- **EXERCISE DETAILS**:
In the listing below, output everything from the line containing "In the UI screenshot above, locate the map" down to the end of the listing as a numbered list, with blank lines omitted. Include no other lines.

Box annotations for photos
+---+

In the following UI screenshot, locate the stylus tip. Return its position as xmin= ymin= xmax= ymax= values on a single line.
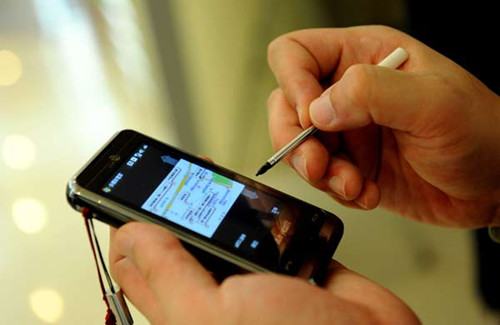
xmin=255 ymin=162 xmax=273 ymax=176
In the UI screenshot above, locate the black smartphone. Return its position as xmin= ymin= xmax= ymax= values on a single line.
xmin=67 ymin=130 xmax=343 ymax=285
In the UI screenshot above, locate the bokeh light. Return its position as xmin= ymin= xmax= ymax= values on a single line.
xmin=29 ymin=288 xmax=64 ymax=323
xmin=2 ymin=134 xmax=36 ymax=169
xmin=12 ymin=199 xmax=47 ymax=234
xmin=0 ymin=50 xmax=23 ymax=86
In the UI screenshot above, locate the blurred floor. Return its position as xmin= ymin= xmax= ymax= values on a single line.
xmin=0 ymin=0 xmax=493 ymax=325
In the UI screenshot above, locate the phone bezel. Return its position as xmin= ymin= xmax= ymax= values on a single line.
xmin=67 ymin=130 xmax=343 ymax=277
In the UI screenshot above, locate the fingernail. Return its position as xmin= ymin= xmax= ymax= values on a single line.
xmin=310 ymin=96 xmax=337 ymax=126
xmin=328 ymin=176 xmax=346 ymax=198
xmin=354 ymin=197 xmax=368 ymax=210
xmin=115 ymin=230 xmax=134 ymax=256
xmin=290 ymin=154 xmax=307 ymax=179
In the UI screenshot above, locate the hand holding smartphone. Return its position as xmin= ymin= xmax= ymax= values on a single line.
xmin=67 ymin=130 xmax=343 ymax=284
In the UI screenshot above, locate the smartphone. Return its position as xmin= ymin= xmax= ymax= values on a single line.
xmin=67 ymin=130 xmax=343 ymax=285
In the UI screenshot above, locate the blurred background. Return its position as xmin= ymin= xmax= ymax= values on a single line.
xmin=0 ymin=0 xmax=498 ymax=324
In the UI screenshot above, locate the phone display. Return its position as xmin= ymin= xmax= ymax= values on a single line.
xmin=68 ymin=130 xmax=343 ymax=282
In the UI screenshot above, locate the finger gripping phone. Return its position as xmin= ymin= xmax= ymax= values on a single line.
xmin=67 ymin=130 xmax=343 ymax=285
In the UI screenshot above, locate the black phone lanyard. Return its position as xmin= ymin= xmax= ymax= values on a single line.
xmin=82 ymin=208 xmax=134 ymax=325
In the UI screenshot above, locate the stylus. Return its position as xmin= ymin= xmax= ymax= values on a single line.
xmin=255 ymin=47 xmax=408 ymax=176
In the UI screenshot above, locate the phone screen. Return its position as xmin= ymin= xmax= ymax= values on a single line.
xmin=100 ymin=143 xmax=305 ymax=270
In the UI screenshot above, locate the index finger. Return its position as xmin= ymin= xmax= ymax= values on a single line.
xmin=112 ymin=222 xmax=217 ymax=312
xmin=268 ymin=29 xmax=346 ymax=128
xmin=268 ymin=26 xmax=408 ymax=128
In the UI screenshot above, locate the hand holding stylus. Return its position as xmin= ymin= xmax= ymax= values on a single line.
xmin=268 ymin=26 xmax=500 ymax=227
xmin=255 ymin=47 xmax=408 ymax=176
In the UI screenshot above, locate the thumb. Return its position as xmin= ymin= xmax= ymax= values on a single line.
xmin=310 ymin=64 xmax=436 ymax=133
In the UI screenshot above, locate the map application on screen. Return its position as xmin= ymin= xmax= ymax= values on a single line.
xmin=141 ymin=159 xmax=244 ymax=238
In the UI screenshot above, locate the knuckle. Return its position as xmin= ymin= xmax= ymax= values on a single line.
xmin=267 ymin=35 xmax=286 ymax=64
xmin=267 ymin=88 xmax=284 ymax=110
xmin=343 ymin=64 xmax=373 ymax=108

+---+

- **REPLY**:
1. In the UI screenshot above, locate the map application on screen. Return its position as xmin= ymin= xmax= ymax= values on a single line.
2. xmin=141 ymin=159 xmax=244 ymax=238
3. In the UI screenshot above, locate the knuckle. Return its position as xmin= ymin= xmax= ymax= values on a single line.
4. xmin=267 ymin=35 xmax=286 ymax=64
5. xmin=267 ymin=88 xmax=284 ymax=110
6. xmin=343 ymin=64 xmax=373 ymax=108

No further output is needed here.